Well, I'm sorry to disappoint you, but you will have to spend a little more effort to make this work well.
You
have
to
train
the
programme
to
listen
to
and
understand
the
way
you
say
things.
And, as icing on the cake, you also have to give it texts you wrote, (that means : YOU, not your girlfirend or the nerd you bullied into writing your term paper) so that it can build a statistical analysis of the way you write. Which words are likely to follow other words you tend to use.
As if that's not enough you also have to train several words because you, the user, has all sorts of interesting and completely novel ways of pronouncing certain words that the rest of the species does not actually feel comfortable with. But the software doesn't mind, AS LONG AS YOU GIVE IT A CHANCE TO LEARN HOW YOU SPEAK ! You have to give something in order to get something back.
Speaking of which : talking to the confounded contraption is not complex enough without you louts trying to replace the RSI you wanted to get rid of by using speech recognition software to try and do the same thing to your vocal cords.
Using speech recognition software is not an examination. Please don't try to talk to the machine any other way than what you usually do discussing some cute secretary you wanted to snog. You don't get better marks when you injure your vocal cords. If your voice is as good as Moira Stewart's then that's just fine. Keep talking. If you sound like Onslow that's ok too. You may need to train the programme a little longer to make it understand your particular ideosynchrasies when talking but in the end it'll get there. Recognition will be phenomenal, independent of whether you sound like the weather girl or a coal miner.

◆ Data shown:
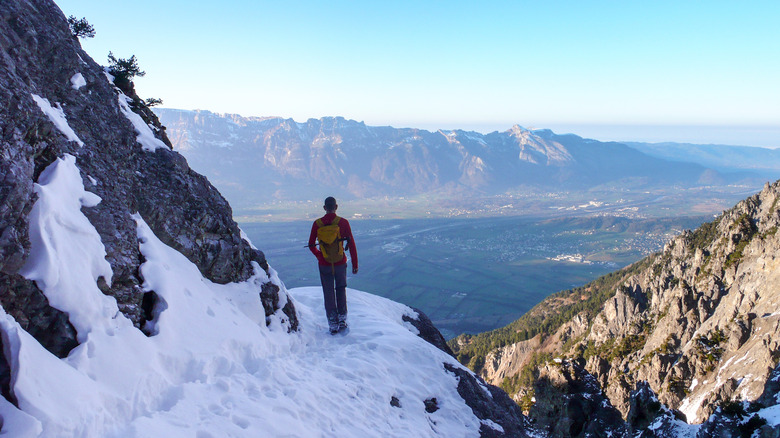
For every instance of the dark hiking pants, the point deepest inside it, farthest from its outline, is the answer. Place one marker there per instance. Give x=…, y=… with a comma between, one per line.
x=334, y=290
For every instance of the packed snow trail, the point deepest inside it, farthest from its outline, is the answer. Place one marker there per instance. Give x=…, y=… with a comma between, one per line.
x=213, y=368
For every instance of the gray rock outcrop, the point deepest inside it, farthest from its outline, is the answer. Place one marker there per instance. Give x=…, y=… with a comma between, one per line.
x=39, y=57
x=699, y=322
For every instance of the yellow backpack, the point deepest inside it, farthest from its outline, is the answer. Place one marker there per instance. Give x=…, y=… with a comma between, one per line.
x=329, y=237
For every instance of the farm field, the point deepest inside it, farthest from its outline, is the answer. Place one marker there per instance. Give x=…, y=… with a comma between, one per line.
x=472, y=275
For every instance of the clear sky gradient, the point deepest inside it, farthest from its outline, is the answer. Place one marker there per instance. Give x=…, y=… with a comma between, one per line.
x=704, y=72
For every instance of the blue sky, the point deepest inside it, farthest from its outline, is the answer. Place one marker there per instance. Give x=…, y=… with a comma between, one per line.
x=690, y=70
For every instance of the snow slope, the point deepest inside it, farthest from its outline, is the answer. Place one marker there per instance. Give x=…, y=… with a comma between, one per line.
x=213, y=368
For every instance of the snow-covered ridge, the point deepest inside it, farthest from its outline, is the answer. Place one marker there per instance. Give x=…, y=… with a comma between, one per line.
x=213, y=368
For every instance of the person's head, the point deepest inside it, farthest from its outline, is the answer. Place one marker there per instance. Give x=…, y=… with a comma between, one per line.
x=330, y=204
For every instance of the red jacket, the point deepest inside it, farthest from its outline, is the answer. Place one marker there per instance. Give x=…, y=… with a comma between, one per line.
x=346, y=232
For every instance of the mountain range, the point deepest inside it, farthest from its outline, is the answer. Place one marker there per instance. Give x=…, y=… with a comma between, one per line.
x=134, y=306
x=294, y=161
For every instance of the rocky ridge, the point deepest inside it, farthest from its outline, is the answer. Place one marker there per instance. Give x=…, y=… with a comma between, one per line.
x=42, y=62
x=296, y=159
x=697, y=324
x=123, y=156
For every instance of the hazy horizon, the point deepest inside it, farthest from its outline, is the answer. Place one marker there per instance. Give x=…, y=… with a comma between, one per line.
x=652, y=71
x=751, y=136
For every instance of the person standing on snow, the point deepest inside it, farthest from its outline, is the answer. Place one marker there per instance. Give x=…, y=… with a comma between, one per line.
x=330, y=232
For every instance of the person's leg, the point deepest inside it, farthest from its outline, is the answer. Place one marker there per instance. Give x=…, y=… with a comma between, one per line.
x=329, y=296
x=341, y=294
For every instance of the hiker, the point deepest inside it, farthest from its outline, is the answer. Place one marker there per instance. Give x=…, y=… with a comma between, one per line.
x=330, y=232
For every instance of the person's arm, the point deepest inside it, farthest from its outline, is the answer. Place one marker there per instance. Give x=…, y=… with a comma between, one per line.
x=351, y=246
x=313, y=241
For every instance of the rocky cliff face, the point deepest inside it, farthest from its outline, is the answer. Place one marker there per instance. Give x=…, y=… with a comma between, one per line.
x=56, y=101
x=59, y=109
x=697, y=324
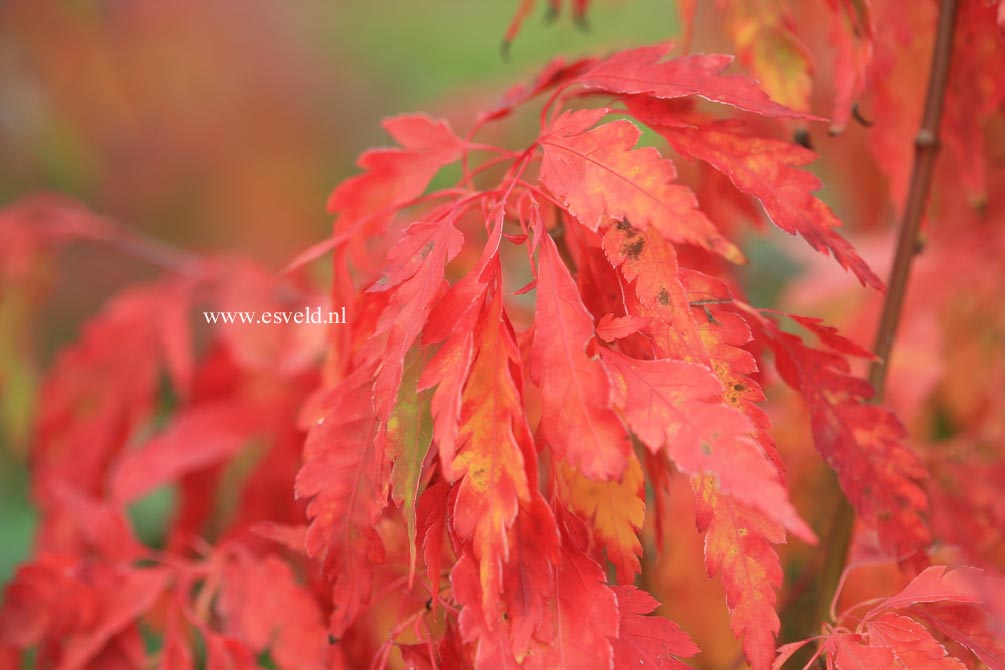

◆ Tasks to perform:
• A. In the speech recognition passage, why must you give the program texts you wrote yourself?
• B. Please continue the speech recognition passage, starting after its final sentence.

◆ Set of answers:
• A. So it can build a statistical analysis of the way you write, learning which words are likely to follow other words you tend to use.

• B.
The whole point of the excercise is to talk in your natural voice. Do not adapt to the software, have the software adapt to you. Many people start speaking in ways they are totally unacustomed with in order to be better understood. In an insultingly short period of time they will develop problems with their larynxes and vocal cords that are very severe and long-lasting. "But how do I know when I'm not speaking correctly ?". It's very easy. As soon as you find you're straining to produce the best possible sound for the software to understand, you're doing it wrong. Talk as effortlessly as you can, as calmly as you can, as natural as you can. Don't sound like a Dalek, use natural rhythm. Pitch and inflection are key components to good recognition. Start talking like a zombie and recognition is out of the window. Also, do not talk in syllables. Speech recognition looks at the contexts words are spoken in. Statistical models determine what the likelihood is that word x is spoken after word y. If you talk in syllables this context is lost and the software will try to understand each syllable as a word. There goes recognition again.
Also, some people get frustrated, angry, disintrested. Ideal circumstances to be misunderstood in. You're angry ? Your voice changes. You're frustrated ? You sound different. Recognition, built on the model you created when first teaching the software to understand your voice, suddenly runs into so much more difficulty trying to understand you. You get more frustrated because this darn piece of dingos kidneys isn't working properly, making accuracy even worse... ad infinitum. In the end people are going to observe you shouting at a computer. Think about that. A grown man/woman yelling at a piece of plastic. "So, how's your ability to handle stress on the job ?" "It's fine as long as I don't have to talk to that blasted machine"...
Take the time to adapt the software to the way you speak. All the effort you put in at first, you get back in buckets once you start using the software.
Don't sound like a deranged maniac about to shoot the family because you missed a rerun of "I love Lucy", speak in your natural voice.
Think carefully before you speak so that you can form longer, more natural sounding sentences. After a while you'll be doing this effortlessly.
Spare your voice. You'll be dictating at upwards of 100 words per minute. You'll be able to take a break and drink some water at regular intervals.
Do yourself a really big favour : expect the software to misrecognise what you said. It WILL make mistakes. Accept it. Don't feed your ulcer, don't clog your arteries. The software is going to make mistakes. You make typos when you're typing. This is the same thing. Just don't worry about it, correct the error, move on.
Speech recognition is not artificial intelligence (yet). It can't grasp what it was you intended to say, it doesn't understand you, it can't make out slurred speech, and it cannot possibly be expected to understand unspoken words. It has limits. Live with them.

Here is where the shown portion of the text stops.